Region labeling listing
--- begin ---
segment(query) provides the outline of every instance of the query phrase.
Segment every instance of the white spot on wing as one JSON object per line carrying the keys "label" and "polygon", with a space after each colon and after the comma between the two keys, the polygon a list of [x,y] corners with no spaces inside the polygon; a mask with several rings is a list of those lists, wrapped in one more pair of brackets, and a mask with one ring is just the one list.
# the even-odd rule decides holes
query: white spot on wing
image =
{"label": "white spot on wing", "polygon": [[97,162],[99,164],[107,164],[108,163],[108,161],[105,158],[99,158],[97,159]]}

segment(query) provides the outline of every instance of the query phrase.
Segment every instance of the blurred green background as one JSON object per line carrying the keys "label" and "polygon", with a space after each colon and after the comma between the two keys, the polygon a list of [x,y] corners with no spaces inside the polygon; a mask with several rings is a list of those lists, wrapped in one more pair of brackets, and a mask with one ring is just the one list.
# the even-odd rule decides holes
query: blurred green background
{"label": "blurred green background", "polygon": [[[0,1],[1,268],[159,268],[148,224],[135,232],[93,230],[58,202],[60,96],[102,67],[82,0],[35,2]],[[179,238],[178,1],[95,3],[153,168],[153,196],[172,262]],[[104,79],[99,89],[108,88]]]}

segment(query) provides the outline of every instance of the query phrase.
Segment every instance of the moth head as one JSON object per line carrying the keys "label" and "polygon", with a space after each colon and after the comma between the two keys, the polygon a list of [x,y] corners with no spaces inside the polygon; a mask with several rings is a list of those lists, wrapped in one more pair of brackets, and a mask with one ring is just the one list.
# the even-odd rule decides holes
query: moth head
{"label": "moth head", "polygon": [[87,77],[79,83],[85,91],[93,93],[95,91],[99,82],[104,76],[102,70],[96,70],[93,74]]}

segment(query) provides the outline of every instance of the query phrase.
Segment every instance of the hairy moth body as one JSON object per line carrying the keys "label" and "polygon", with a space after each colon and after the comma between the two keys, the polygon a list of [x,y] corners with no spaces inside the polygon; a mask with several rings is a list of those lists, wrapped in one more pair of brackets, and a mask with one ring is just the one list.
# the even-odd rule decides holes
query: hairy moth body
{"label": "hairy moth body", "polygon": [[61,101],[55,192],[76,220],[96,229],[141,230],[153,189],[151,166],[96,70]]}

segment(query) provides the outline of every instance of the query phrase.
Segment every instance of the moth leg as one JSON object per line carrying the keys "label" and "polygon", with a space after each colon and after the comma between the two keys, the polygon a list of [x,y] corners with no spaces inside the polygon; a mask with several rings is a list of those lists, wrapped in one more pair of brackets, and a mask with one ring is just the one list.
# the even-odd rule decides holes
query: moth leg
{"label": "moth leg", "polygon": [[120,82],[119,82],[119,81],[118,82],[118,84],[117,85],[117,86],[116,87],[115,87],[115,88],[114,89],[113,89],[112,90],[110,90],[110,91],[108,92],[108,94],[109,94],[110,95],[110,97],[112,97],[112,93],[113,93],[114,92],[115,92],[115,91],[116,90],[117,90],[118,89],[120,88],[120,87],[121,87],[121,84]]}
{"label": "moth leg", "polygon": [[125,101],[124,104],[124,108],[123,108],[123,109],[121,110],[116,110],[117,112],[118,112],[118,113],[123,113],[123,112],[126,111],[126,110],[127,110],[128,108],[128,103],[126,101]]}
--- end ---
### EXERCISE INSTRUCTIONS
List each line of the listing above that contains the string "wing".

### TASK RESULT
Segment every instance of the white spot on wing as one JSON object per line carrying the keys "label" and "polygon", with a space after each colon and after the comma between the two keys, the polygon a list of [x,y] corners with no spaces inside the polygon; a mask with several rings is a list of those lists, wrapped in one more pair of brackets, and a mask with one ring is just the one list.
query: white spot on wing
{"label": "white spot on wing", "polygon": [[97,162],[99,164],[107,164],[108,163],[108,161],[105,158],[99,158],[97,159]]}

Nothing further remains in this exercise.